**EXERCISE INSTRUCTIONS**.
Reproduce the following data verbatim, keeping every line exactly as it appears.

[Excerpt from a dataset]
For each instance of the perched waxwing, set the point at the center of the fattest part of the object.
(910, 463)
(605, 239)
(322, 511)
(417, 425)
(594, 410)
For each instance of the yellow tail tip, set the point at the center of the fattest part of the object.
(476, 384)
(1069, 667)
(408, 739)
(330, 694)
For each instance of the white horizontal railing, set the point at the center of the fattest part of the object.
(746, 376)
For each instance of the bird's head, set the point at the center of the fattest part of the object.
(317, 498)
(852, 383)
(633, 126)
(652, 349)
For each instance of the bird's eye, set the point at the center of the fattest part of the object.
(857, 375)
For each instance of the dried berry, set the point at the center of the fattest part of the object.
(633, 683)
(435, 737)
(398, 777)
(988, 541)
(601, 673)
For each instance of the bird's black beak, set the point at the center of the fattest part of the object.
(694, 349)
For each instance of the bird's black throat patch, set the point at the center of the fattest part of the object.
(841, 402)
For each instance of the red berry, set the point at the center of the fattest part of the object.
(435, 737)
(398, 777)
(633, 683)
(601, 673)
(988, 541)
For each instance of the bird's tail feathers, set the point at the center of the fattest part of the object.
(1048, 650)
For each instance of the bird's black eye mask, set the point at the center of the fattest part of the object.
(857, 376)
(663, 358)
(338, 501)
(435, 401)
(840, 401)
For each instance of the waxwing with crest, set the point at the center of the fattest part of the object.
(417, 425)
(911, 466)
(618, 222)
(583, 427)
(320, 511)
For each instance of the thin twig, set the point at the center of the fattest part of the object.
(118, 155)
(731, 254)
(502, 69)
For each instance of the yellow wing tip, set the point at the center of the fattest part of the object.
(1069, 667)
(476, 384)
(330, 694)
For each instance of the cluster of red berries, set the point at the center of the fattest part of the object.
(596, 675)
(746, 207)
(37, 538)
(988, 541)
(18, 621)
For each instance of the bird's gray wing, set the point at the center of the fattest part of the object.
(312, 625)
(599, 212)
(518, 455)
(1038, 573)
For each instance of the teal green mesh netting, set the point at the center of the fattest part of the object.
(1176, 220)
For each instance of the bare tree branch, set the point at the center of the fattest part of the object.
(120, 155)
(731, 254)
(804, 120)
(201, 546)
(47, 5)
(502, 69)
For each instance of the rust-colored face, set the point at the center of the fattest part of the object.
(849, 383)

**RESULT OF THIS TASK**.
For each instance of the perched waxwing, set the point at the center of the fattest part of the object.
(910, 463)
(605, 239)
(322, 511)
(417, 425)
(594, 410)
For each instance of the yellow tail tip, set the point at the center of the fattest part of the object.
(476, 384)
(1069, 667)
(408, 739)
(330, 694)
For each instance of the white horizontal railing, set the point at the center of the fattest part of the object.
(746, 376)
For each instance of the bird's head, set the point at the center of the fattest part of the object.
(317, 498)
(852, 383)
(633, 126)
(652, 349)
For each instance of the bird's eye, set the point at the center of the fattest part of the object.
(857, 375)
For each instance of the dried berry, set the point at the center of the fattest part of the object.
(633, 683)
(435, 737)
(398, 777)
(988, 541)
(601, 673)
For each instance of the bird's black beak, set the point at the center of the fattest part of the object.
(694, 349)
For each instance of the bird's black throat patch, set the point at the center of the fattest part of the object.
(841, 402)
For each instance of the red berry, set the point at the center of the fattest part of the object.
(435, 737)
(398, 777)
(633, 683)
(601, 673)
(988, 541)
For each instance of the bird's tail feathers, set the point at the center of the fattest part of the object.
(1048, 650)
For each instance of the bird's black eye mask, set the point at the center of the fattest part of the object.
(857, 376)
(663, 358)
(338, 501)
(435, 401)
(840, 401)
For each instance of the waxwing with crest, set the point at the center of the fattest part of the object.
(417, 425)
(911, 466)
(618, 222)
(583, 427)
(320, 511)
For each instance of the thin twig, set the point at the center of the fattest part of the object.
(118, 155)
(731, 254)
(502, 69)
For each instance of the yellow wing tip, set the point at the center of the fattest part of the object.
(1069, 667)
(476, 384)
(330, 694)
For each instance of the cluster of red berries, set the point at the center of the fattest part of the object.
(596, 675)
(746, 207)
(37, 538)
(988, 541)
(18, 621)
For each instance of the bird's gray wing, set the point at the center of the fattest part of the object.
(312, 625)
(599, 212)
(518, 455)
(1038, 573)
For each instance of the teal green mesh netting, set the point at the center of the fattest part of the object.
(1176, 220)
For each instance of the bare tree branch, set the point at the center of the fattest part of the object.
(120, 155)
(731, 254)
(804, 120)
(201, 546)
(47, 5)
(502, 69)
For each instance of the rust-colored face, set the point at the center of the fattest part of the object.
(849, 383)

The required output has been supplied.